====== Source material
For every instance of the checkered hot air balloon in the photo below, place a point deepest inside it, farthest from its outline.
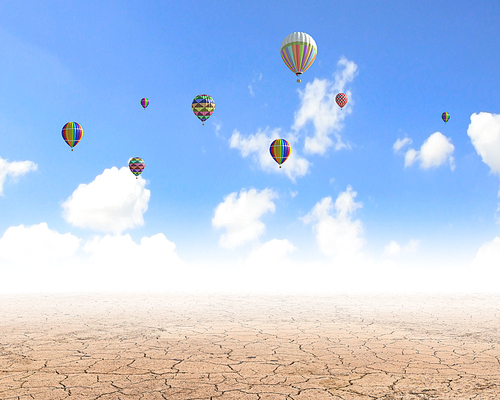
(341, 100)
(72, 133)
(136, 165)
(280, 150)
(203, 107)
(298, 51)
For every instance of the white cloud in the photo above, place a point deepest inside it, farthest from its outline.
(484, 131)
(113, 202)
(271, 253)
(240, 216)
(258, 144)
(337, 235)
(436, 150)
(38, 259)
(395, 249)
(318, 106)
(14, 169)
(400, 143)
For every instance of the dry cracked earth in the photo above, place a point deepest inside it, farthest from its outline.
(181, 347)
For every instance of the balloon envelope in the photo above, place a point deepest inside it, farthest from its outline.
(136, 165)
(280, 150)
(203, 106)
(72, 133)
(298, 51)
(341, 100)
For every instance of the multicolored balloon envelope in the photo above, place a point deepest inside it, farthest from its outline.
(72, 133)
(298, 51)
(341, 100)
(136, 165)
(203, 107)
(280, 150)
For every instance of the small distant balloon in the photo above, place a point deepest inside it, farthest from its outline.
(298, 51)
(136, 165)
(72, 133)
(280, 150)
(341, 100)
(203, 107)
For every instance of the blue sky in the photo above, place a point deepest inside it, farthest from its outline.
(381, 196)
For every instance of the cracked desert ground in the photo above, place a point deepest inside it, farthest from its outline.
(130, 346)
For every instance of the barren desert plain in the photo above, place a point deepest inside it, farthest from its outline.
(249, 347)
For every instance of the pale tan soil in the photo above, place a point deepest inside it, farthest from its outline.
(249, 347)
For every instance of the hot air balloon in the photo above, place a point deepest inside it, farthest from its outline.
(298, 51)
(341, 100)
(280, 150)
(72, 133)
(136, 165)
(203, 107)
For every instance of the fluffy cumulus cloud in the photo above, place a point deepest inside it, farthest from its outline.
(39, 259)
(240, 216)
(14, 169)
(113, 202)
(257, 146)
(484, 132)
(436, 150)
(318, 107)
(336, 233)
(400, 143)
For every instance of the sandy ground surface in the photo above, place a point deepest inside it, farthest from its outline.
(249, 347)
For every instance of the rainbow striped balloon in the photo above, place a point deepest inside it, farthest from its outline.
(341, 100)
(280, 150)
(72, 133)
(298, 51)
(136, 165)
(203, 107)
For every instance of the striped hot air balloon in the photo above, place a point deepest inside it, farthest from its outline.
(298, 51)
(280, 150)
(72, 133)
(203, 107)
(341, 100)
(136, 165)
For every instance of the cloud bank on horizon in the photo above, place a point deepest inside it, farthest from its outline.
(340, 234)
============
**Do this:**
Copy the entire listing above word for word, omitting the pictures.

**Response:**
For every instance of the checkered hot air balloon in the photo below, place a point deepest inside it, farthest from its outline.
(341, 100)
(72, 133)
(136, 165)
(280, 150)
(203, 107)
(298, 51)
For every instance of the white cloud in the photo above, place a point deepest inside it, farthest from its outline.
(484, 131)
(113, 202)
(271, 253)
(240, 216)
(258, 144)
(337, 235)
(436, 150)
(38, 259)
(395, 249)
(318, 106)
(14, 169)
(400, 143)
For every instance of the dry cracked earth in the photo above, place a point deepest inside it, farthest from its outline.
(181, 347)
For every instance of the balloon envelope in the photo above, place a point deepest inside it, farthest from its outline.
(136, 165)
(280, 150)
(203, 106)
(72, 133)
(298, 51)
(341, 100)
For every instance of the multicolored balloon envelope in the photo above, place a point deepest inside it, farthest from its outline.
(72, 133)
(298, 51)
(341, 100)
(136, 165)
(203, 107)
(280, 150)
For every instance of the small distant balloon in the photo above, place a point deepest inside it, farthest from its outline.
(298, 51)
(136, 165)
(72, 133)
(280, 150)
(341, 100)
(203, 107)
For every instance of the blue sky in the photo above, place a point deepest inside it, farthest from its outline.
(381, 196)
For every instance of the cracked desert ground in the photo above, place a point deepest inside it, farthest from its outline.
(130, 346)
For every instance of the barren desert plain in the photo above, place a point deepest inside it, farthest from its outline.
(249, 347)
For every instance of the pale tan soil in the photo above, place a point deepest inside it, farthest from its outline.
(249, 347)
For every instance of the hot air balloon in the photo above, place a point deepest inside it, farthest from its outline.
(298, 51)
(341, 100)
(280, 150)
(72, 133)
(136, 165)
(203, 107)
For every instance of the fluffy cumulus cloud in the photo above, place a point deepest inside it, farthest from its outline.
(39, 259)
(240, 216)
(14, 169)
(113, 202)
(257, 146)
(484, 132)
(436, 150)
(318, 107)
(336, 233)
(400, 143)
For every instance of the sandy ground surface in the photo above, place a point deepest inside it, farthest from its outline.
(249, 347)
For every instance of the rainbow striped balloon in the photo above, place a point deepest inside it, farthest from its outline.
(341, 100)
(280, 150)
(72, 133)
(298, 51)
(136, 165)
(203, 107)
For every instance of the striped hot air balloon in the photo above, place a point deepest inside it, farthest from its outline.
(298, 51)
(280, 150)
(72, 133)
(203, 107)
(341, 100)
(136, 165)
For every instance of the cloud bank on horizon in the photo above, place a point deepest inside it, farthest from its outline.
(340, 234)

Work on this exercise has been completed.